Coordinate annotation records:
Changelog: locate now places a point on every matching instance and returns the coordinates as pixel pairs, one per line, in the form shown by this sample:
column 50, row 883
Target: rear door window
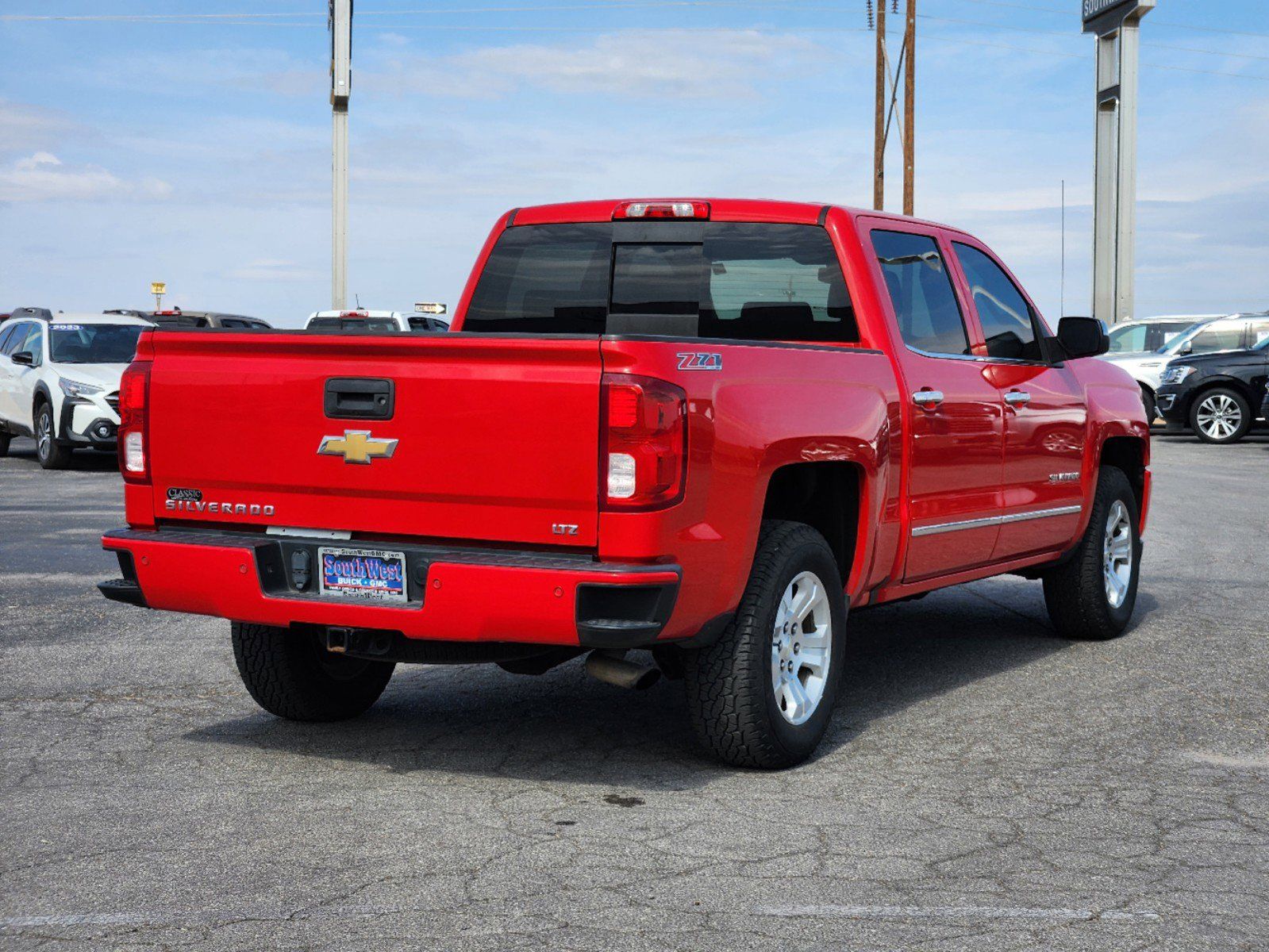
column 1009, row 324
column 722, row 279
column 1218, row 336
column 921, row 290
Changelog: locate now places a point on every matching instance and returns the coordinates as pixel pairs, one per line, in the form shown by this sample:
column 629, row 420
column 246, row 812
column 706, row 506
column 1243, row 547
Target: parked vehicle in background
column 366, row 321
column 60, row 381
column 1220, row 395
column 1229, row 333
column 1150, row 334
column 177, row 317
column 699, row 428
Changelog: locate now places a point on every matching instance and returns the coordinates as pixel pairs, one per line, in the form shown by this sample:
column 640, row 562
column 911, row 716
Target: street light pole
column 340, row 89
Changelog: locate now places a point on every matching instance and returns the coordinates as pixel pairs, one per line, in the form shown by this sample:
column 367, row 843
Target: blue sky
column 196, row 149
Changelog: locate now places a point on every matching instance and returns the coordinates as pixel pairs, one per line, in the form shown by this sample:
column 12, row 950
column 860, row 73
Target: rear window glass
column 363, row 325
column 725, row 281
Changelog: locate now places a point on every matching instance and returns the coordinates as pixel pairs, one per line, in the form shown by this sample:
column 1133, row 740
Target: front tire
column 50, row 454
column 290, row 674
column 1221, row 416
column 1091, row 596
column 763, row 693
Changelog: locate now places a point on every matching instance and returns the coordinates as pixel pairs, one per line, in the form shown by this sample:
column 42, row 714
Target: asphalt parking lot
column 986, row 786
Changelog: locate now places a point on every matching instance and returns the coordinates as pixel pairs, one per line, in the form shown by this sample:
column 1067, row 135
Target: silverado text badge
column 357, row 447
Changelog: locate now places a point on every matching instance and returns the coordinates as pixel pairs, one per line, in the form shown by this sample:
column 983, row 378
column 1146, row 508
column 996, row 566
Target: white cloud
column 671, row 63
column 271, row 270
column 44, row 177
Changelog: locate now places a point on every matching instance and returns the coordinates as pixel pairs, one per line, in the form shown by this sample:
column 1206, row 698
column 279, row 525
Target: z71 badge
column 699, row 362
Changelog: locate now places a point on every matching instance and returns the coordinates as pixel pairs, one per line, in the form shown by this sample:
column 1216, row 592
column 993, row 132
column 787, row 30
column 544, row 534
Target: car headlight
column 78, row 389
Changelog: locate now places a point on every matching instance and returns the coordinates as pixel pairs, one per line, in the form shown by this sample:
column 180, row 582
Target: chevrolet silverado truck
column 705, row 429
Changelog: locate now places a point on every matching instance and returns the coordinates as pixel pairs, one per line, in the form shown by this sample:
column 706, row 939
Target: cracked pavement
column 985, row 786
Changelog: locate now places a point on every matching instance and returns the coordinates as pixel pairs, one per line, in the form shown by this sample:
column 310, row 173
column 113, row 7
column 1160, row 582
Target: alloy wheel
column 801, row 647
column 1218, row 416
column 1117, row 554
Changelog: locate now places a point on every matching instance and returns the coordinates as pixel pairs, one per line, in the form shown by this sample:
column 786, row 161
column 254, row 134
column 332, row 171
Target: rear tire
column 1221, row 416
column 292, row 676
column 50, row 454
column 763, row 693
column 1090, row 597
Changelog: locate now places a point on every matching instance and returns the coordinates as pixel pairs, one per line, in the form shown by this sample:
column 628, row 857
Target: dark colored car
column 1216, row 395
column 177, row 317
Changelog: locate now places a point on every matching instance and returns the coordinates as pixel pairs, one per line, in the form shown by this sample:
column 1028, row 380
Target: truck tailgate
column 497, row 438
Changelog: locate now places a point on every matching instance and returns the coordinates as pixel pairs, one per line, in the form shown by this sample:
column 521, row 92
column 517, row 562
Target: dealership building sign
column 1117, row 25
column 1104, row 16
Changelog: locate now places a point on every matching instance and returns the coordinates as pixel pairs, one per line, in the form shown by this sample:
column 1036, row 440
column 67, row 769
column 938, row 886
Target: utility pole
column 879, row 125
column 1117, row 25
column 886, row 106
column 340, row 89
column 910, row 112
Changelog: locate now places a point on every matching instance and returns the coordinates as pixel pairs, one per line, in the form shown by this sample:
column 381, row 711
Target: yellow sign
column 357, row 447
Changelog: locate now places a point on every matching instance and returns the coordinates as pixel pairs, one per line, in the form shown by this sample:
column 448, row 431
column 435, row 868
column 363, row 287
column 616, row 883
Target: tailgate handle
column 360, row 399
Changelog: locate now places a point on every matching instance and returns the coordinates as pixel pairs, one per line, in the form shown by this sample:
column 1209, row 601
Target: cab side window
column 1006, row 319
column 921, row 289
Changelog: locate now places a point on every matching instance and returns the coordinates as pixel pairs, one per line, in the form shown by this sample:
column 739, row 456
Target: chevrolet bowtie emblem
column 357, row 447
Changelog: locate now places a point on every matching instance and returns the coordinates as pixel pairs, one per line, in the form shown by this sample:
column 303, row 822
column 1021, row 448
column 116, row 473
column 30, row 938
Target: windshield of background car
column 1177, row 343
column 709, row 279
column 1129, row 340
column 93, row 343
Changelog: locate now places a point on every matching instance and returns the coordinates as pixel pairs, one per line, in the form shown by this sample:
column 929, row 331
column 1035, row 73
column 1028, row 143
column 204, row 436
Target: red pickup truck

EXERCISE AIM:
Each record should be quoted exactly, with the images omitted.

EXERCISE RESULT:
Changelog: locate now places a point on every matching instance and returns the coordinates as pixel pairs, one per line, in the form shown by this sample:
column 50, row 883
Target: rear door window
column 1009, row 324
column 722, row 279
column 1218, row 336
column 921, row 290
Changelog: locate now places a point on every matching instance and returns the coordinates as pixel pairs, one per line, in the form shown by this sample:
column 629, row 420
column 246, row 812
column 706, row 506
column 1243, row 547
Target: parked vehicle in background
column 366, row 321
column 60, row 381
column 1220, row 395
column 1229, row 333
column 1150, row 334
column 177, row 317
column 699, row 428
Changelog: locate now places a point on every matching instance and returns the coordinates as pixel pairs, one per line, in the form shown by this sample:
column 640, row 562
column 911, row 716
Target: street light pole
column 340, row 89
Changelog: locate now places a point on every matching instance and returns the coordinates as pixel pairs, one per line, in the form shown by this sample:
column 367, row 843
Target: blue sky
column 196, row 149
Changelog: locate now places a point on every matching instance and returns the coordinates as pixel pairs, one per line, in the form shown by this sample:
column 12, row 950
column 860, row 73
Target: rear window glass
column 363, row 325
column 725, row 281
Changelog: locate now places a point on every matching instance and returns the coordinates as pixel pairs, one per line, in the form shown by this sample:
column 1133, row 740
Target: front tire
column 50, row 454
column 290, row 674
column 1221, row 416
column 1091, row 596
column 763, row 693
Changelog: locate now places a point on every matching instance and returns the coordinates as pixel pairs, one per line, in the form shown by this sample:
column 42, row 714
Target: asphalt parking lot
column 986, row 786
Changelog: locate now places a point on every matching instance and returns the coordinates as pixel pairs, one per line, in the form shown by this sample:
column 1067, row 135
Target: silverado text badge
column 357, row 447
Changelog: locate now places a point on every matching instance and returns the coordinates as pixel pairs, one per line, in the form shown by this sample:
column 983, row 378
column 1146, row 508
column 996, row 566
Target: white cloud
column 671, row 63
column 271, row 270
column 44, row 177
Changelog: locate now places a point on every matching instance and returns the coordinates as pixel pairs, one per line, in the form shown by this sample:
column 1206, row 698
column 279, row 525
Target: z71 badge
column 699, row 362
Changelog: locate now places a point on every matching instance and returns the coordinates as pixel pairs, one per line, in the form shown by this sample:
column 1216, row 592
column 993, row 132
column 787, row 30
column 544, row 534
Target: car headlight
column 78, row 389
Changelog: locate now places a point on every matching instance and returns the coordinates as pixel pairs, one per line, in the form shown by this sample:
column 180, row 582
Target: chevrolet silverado truck
column 705, row 429
Changelog: locate now places a point on every matching instance and returns the coordinates as pixel pairs, one per line, in the form shown by this sample:
column 706, row 939
Target: cracked pavement
column 985, row 786
Changelog: locate now places a point on every matching instance and returns the coordinates as pixel pairs, one per line, in the form shown by this sample:
column 310, row 173
column 113, row 7
column 1160, row 582
Target: alloy wheel
column 801, row 647
column 1218, row 416
column 1117, row 554
Changelog: locate now places a point on every matching instance and returns the coordinates as pixel pairs, one per line, in the form shown by this sample:
column 786, row 161
column 254, row 134
column 332, row 171
Target: rear tire
column 1221, row 416
column 292, row 676
column 50, row 454
column 763, row 693
column 1090, row 597
Changelog: locate now places a point on every matching instance and returns the coordinates as pixel pairs, one per line, in the form shown by this sample:
column 628, row 857
Target: dark colored car
column 1216, row 395
column 177, row 317
Changelog: locate now places a point on every matching instance and returns the coordinates as pixel pairs, one per line, in the form shown by this sample:
column 1028, row 380
Target: truck tailgate
column 497, row 438
Changelog: locate now places a point on every matching instance and returns the coordinates as pixel pairs, one per line, in the form shown by this sample:
column 521, row 92
column 517, row 562
Target: dealership building sign
column 1117, row 25
column 1104, row 16
Changelog: locate now places a point on every matching instance and returns the coordinates as pixel pairs, one per line, in the form shown by this sample:
column 1036, row 440
column 67, row 769
column 938, row 886
Target: utility pole
column 879, row 125
column 1117, row 25
column 886, row 106
column 340, row 89
column 910, row 112
Changelog: locate now places a point on every matching instance and returns the coordinates as pixel pairs, one per line, in the form shown by this sample:
column 381, row 711
Target: yellow sign
column 357, row 447
Changelog: locate now places a point on every matching instance and returns the coordinates as pixel pairs, one per line, in the form shown by this sample:
column 448, row 431
column 435, row 868
column 363, row 287
column 616, row 883
Target: tailgate handle
column 360, row 399
Changelog: locate now places a point on every matching instance and returns the coordinates as pixel pairs, one per line, in the form shown by this sample:
column 1209, row 601
Target: cab side window
column 1006, row 319
column 921, row 289
Changelog: locate now places a point on every matching instance and returns the coordinates as pixel pairs, one per line, in the form shown by this sample:
column 739, row 456
Target: chevrolet bowtie emblem
column 357, row 447
Changelog: locate now places a point on every matching instance and returns the coordinates as pixel pairs, one per line, in the form shown by this sample:
column 303, row 822
column 1021, row 448
column 116, row 473
column 30, row 938
Target: windshield of background car
column 1177, row 343
column 709, row 279
column 1129, row 340
column 93, row 343
Changelog: locate now places a point on every matching instance and returns the coordinates as pixel pairs, one per line, in the form shown by this sample:
column 929, row 331
column 1035, row 73
column 1028, row 143
column 204, row 436
Target: red pickup truck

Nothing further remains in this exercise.